> _Task brief_:
Give every entry again, exactly.

> _Given information_:
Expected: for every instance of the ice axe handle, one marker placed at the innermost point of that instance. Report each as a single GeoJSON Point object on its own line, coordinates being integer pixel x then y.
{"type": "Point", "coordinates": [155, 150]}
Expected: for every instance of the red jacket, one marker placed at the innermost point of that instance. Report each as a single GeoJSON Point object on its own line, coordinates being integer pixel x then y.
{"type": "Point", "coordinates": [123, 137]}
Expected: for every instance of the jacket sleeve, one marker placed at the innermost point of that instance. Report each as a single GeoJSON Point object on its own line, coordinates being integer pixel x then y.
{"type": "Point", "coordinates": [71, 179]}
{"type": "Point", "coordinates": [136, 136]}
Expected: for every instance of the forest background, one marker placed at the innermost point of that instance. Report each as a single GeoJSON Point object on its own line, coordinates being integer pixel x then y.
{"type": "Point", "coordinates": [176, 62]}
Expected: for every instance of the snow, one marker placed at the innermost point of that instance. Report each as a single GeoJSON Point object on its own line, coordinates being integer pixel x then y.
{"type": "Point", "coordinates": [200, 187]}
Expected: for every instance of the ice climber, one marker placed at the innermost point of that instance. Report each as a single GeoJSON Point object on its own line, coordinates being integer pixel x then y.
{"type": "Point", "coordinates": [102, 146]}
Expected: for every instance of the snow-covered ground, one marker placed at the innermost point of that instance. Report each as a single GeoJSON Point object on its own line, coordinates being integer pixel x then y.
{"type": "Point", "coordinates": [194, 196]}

> _Result for this exercise_:
Expected: for every instance of the ice axe handle, one marker placed at the innermost point of that instance. Report each as a single GeoJSON Point object on its own line, coordinates being integer pixel x then y.
{"type": "Point", "coordinates": [155, 150]}
Expected: for every instance of the red jacket, one marker placed at the innermost point of that instance. Report each as a single GeoJSON Point object on its own line, coordinates being integer pixel x then y.
{"type": "Point", "coordinates": [123, 137]}
Expected: for every instance of the jacket sleeve, one marker placed at the innermost point of that instance. Report each as a single GeoJSON Point object on its own line, coordinates being integer pixel x then y.
{"type": "Point", "coordinates": [71, 179]}
{"type": "Point", "coordinates": [136, 136]}
Expected: for every instance of the forest background, one marker placed at the innermost point of that instance. Report each as a single GeoJSON Point object on its own line, coordinates being integer pixel x then y.
{"type": "Point", "coordinates": [176, 62]}
Expected: for every instance of the snow, one marker placed at the innermost point of that instance. Report each as a single GeoJSON Point object on its own line, coordinates being integer pixel x then y.
{"type": "Point", "coordinates": [200, 187]}
Expected: for every instance of the ice climber, one marker placed at the innermost point of that instance. Report each as a single GeoJSON Point object on its own line, coordinates being integer pixel x then y.
{"type": "Point", "coordinates": [102, 146]}
Expected: for every instance of the snow-covered ground, one marker placed at the innermost point of that instance. Report each as a single GeoJSON Point object on its own line, coordinates being integer pixel x then y.
{"type": "Point", "coordinates": [194, 196]}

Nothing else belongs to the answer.